Monday, January 18, 2010

"I have a dream.."

Returning from the winter break, Ms. T told me she had to take that first week off to stay home to care for an ill family member. She told me that the district would send a licensed vocational nurse to be with Aidan at school, but I declined it and chose to accompany Aidan to school myself.
It actually turned out really good for me to spend those days with Aidan at school because, I got to talk to his therapists and see what it is they work on. It was also good for me because I got to see Mrs. B and Mrs. S teaching on their respective days. From what I saw, it seems like the teachers are getting into the groove of including Aidan and treating him as one of the kids. When Mrs. S reviewed the sight words with the class and called on students one-by-one, she even paused and asked me about Aidan and his computer. Miss L, the Inclusion Facilitator, had input all the sight words on his Dynavox, and on those types of activities, Aidan uses the Dynavox to participate. Unfortunately, I had forgotten to bring his Dynavox to school that day. Ugh!

= Exercise data =
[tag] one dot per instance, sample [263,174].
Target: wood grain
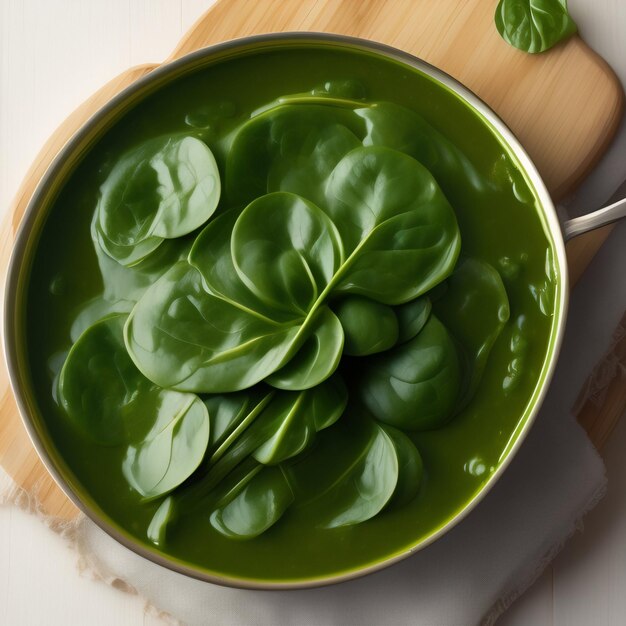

= Work item =
Copy out the part of the blog entry that begins at the words "It actually turned" and stops after "that day. Ugh!". Rely only on the blog entry, not the material.

= Written solution =
It actually turned out really good for me to spend those days with Aidan at school because, I got to talk to his therapists and see what it is they work on. It was also good for me because I got to see Mrs. B and Mrs. S teaching on their respective days. From what I saw, it seems like the teachers are getting into the groove of including Aidan and treating him as one of the kids. When Mrs. S reviewed the sight words with the class and called on students one-by-one, she even paused and asked me about Aidan and his computer. Miss L, the Inclusion Facilitator, had input all the sight words on his Dynavox, and on those types of activities, Aidan uses the Dynavox to participate. Unfortunately, I had forgotten to bring his Dynavox to school that day. Ugh!